▸ **Written problem**
Your task is to output all the records below, word for word.

▸ **Input rows**
[start]
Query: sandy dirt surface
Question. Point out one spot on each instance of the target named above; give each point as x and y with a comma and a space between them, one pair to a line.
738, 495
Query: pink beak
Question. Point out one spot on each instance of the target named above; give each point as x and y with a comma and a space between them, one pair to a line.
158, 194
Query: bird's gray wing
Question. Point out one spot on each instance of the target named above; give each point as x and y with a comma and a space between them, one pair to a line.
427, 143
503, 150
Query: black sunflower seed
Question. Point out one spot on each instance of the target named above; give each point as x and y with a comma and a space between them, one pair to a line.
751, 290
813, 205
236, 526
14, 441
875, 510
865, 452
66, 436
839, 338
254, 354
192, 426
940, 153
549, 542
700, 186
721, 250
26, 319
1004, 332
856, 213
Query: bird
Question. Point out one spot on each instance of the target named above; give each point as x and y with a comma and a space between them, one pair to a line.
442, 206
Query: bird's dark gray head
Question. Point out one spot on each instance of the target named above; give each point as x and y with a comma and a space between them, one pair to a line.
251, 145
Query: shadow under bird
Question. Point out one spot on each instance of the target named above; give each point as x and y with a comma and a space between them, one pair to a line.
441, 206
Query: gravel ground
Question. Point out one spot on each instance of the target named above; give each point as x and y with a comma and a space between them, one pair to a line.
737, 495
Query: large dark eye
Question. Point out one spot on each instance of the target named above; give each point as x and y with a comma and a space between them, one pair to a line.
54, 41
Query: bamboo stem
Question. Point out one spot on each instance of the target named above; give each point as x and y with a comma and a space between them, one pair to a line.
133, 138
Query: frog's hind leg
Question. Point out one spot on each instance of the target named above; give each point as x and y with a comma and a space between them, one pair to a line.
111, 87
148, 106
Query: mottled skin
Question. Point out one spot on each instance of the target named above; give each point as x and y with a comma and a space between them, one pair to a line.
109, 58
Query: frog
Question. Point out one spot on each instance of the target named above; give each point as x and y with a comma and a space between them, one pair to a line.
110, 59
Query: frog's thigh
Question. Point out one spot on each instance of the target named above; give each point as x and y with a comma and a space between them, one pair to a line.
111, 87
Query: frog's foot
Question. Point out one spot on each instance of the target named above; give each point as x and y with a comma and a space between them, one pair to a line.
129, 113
[end]
▸ **Full solution**
Query: sandy dirt surface
Question. Point out one spot on each instance of the target named above; give each point as x and y with a comma and a space between them, one pair to a line.
738, 495
Query: pink beak
Question. Point out one spot on each instance of the target named above; give each point as x and y with a comma and a space between them, one pair to a line.
158, 194
Query: bird's gray wing
Question. Point out one spot on each instance of the target named above; give each point as x and y with a comma and a space between them, one pair to a line.
427, 143
503, 150
Query: black sunflower seed
Question. Point out one spot on each instance of the target named above; give each point as x and y with a comma and a space between them, one pair to a line.
751, 290
813, 205
236, 526
14, 441
875, 510
865, 452
66, 436
839, 338
254, 354
192, 426
940, 153
549, 542
700, 186
721, 250
26, 319
1004, 332
856, 213
Query: bird
Question. Point out one spot on each instance of the target named above; give each point as x and y with a comma and a space between them, one pair to a line.
442, 206
Query: bird's dark gray head
Question. Point out one spot on each instance of the target named above; give each point as x and y with a comma and a space between them, one pair to a line.
251, 145
Query: shadow under bird
Question. Point out one spot on each instance of the target named above; give each point as x and y with a comma and a space between them, one pair to a line.
441, 206
Query: gravel ground
Question. Point out one spot on each instance of the target named above; give each point as x and y with a comma and a space between them, one pair to a line.
737, 495
Query: large dark eye
Question. Point out one spot on each instance of the target named above; give each point as x and y with a comma and a space between them, one pair to a line.
54, 41
Query: bamboo stem
Question. Point out one spot on each instance of the target named above; give each point as x and y with a comma and a space between them, one pair to a line.
133, 138
Query: frog's hind leg
Question. Point out one spot on each instance of the target named above; give each point as x and y with a comma and a space between them, one pair to a line.
111, 87
148, 106
Query: mottled skin
Question. Point out one spot on each instance of the target named above; give each point as x and y with a comma and a space between them, one pair to a line.
109, 58
Query: frog
Question. Point out one spot on each instance of the target named above; give each point as x and y with a comma and a space between them, one pair to a line.
110, 59
Query: frog's thigh
Question. Point out one spot on each instance of the target named above; give each point as x and y with a comma and a space between them, one pair to a line.
111, 87
Query: frog's foot
Question. Point out one spot on each instance of the target named above; give each point as x and y with a comma and a space between them, one pair to a line.
129, 113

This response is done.